Wakil Ketua DPR Fahri Hamzah.--Foto: Antara/Yudhi Mahatma
Wakil Ketua DPR Fahri Hamzah.--Foto: Antara/Yudhi Mahatma

Kasus Papa Minta Saham

Fahri Tuding Pemerintah Terlalu Campuri Urusan DPR

Damar Iradat • 16 Desember 2015 12:00
medcom.id, Jakarta: Wakil Ketua DPR RI Fahri Hamzah menilai pemerintah atau lembaga eksekutif terlalu mencampuri kasus pelanggaran etik Ketua DPR Setya Novanto. Novanto diduga melakukan pelanggaran etik karena mencatut beberama nama pejabat negara, termasuk Presiden Joko Widodo dan Wapres Jusuf Kalla.
 
Lembaga eksekutif atau pemerintah diminta tidak mengintervensi jalannya proses sidang di Mahkamah Kehormatan Dewan (MKD). Fahri menuding pemerintah menggiring opini publik terkait kasus Novanto.

> **Cuplikan Data**
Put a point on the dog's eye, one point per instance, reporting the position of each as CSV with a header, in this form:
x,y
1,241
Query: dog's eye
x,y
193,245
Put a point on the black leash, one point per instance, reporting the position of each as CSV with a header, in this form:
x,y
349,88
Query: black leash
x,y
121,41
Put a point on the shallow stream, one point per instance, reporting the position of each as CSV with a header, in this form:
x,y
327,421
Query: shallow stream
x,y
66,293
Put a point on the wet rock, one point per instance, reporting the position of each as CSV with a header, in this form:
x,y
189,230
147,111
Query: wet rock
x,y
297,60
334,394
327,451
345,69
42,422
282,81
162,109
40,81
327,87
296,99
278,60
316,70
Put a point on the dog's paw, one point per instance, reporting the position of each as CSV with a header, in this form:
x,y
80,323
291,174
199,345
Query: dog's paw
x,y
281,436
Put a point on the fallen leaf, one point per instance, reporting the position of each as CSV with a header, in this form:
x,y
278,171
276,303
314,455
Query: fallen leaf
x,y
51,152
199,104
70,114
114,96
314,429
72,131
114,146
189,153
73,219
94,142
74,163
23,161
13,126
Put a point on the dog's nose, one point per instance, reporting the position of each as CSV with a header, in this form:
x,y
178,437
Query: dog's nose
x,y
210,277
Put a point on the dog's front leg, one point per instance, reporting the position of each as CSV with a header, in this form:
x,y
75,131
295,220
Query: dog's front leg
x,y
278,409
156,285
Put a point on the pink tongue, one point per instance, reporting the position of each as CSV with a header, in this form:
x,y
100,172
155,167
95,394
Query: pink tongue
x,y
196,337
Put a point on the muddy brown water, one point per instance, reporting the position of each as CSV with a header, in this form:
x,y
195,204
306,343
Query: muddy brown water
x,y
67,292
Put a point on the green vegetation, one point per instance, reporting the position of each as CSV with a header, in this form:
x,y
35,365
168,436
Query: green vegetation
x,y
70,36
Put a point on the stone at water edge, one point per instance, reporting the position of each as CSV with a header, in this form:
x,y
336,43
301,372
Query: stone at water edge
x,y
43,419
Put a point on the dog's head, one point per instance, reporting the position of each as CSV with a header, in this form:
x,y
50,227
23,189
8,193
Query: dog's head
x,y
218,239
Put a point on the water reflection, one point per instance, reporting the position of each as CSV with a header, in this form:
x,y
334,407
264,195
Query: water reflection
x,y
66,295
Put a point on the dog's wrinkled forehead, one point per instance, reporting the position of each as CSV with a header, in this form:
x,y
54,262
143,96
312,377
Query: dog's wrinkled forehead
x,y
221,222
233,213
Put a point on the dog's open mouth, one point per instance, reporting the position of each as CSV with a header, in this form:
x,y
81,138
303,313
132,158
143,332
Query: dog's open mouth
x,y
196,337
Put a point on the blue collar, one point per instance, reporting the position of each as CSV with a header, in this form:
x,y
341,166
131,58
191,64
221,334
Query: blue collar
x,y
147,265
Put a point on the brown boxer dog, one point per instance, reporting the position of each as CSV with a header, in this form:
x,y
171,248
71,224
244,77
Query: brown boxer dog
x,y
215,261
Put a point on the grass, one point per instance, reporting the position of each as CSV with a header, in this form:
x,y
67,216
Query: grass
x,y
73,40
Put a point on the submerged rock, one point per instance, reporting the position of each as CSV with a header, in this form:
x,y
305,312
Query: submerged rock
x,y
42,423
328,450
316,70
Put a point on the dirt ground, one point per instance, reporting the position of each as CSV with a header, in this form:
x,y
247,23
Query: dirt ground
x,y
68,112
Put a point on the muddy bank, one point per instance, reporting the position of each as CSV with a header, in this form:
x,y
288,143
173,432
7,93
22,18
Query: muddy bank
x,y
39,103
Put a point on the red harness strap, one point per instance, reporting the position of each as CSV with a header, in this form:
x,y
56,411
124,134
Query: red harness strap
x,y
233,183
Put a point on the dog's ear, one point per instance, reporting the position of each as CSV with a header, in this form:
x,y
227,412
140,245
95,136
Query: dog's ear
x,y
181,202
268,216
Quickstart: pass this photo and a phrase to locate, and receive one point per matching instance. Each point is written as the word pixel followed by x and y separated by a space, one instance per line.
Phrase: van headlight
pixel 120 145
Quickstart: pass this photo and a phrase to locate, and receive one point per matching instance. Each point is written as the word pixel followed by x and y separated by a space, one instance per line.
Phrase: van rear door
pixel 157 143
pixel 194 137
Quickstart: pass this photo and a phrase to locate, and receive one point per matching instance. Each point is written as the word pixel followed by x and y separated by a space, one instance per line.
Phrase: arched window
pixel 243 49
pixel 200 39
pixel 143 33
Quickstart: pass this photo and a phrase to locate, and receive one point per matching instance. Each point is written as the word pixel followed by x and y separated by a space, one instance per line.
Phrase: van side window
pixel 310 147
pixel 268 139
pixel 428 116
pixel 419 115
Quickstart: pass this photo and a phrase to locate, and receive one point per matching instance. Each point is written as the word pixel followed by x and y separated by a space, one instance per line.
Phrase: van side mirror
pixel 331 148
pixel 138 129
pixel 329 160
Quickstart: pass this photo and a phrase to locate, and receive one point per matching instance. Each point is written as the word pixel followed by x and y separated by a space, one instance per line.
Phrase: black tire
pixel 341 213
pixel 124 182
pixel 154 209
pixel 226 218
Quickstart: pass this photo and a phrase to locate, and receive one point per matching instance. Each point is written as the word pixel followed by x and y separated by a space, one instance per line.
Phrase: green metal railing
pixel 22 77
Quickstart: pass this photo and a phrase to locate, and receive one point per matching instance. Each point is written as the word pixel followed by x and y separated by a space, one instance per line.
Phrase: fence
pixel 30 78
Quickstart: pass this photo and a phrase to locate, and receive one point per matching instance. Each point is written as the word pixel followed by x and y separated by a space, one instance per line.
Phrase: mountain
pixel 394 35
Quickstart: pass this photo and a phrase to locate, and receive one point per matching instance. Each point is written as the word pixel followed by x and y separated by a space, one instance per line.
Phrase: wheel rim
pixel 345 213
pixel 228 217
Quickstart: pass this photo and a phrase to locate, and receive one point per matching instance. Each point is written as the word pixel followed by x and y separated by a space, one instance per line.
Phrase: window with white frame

> **Petunjuk Tugas**
Tolong lanjutkan berita tentang tudingan Fahri Hamzah terhadap pemerintah dalam kasus Setya Novanto, dimulai setelah kalimat terakhirnya.

> **Jawaban Latihan**
 
"Jangan membuat pernyataan ke publik yang menekan, yang meminta, dan sebagainya," kata Fahri di Kompleks Parlemen, Senayan, Jakarta Pusat, Rabu (16/12/2015).

Jika pemerintah melakukan hal tersebut, jelas Fahri, akan menjadi preseden buruk di dalam hubungan dua kelembagaan negara yang belum pernah ada. Karena, seharusnya DPR yang mengawasi eksekutif, bukan sebaliknya.
 
Politikus PKS itu menjelaskan, secara konstitusi berdasarkan Undang-undang Dasar 1945 anggota DPR dipilih dengan mandat untuk mengawasi kinerja pemerintah. Pemeritah, khususnya presiden dan wakil presiden, serta di tingkat satu gubernur dan wakil gubernur, tingkat dua bupati dan wali kota, dipilih oleh rakyat untuk mengeksekusi jalannya pembangunan.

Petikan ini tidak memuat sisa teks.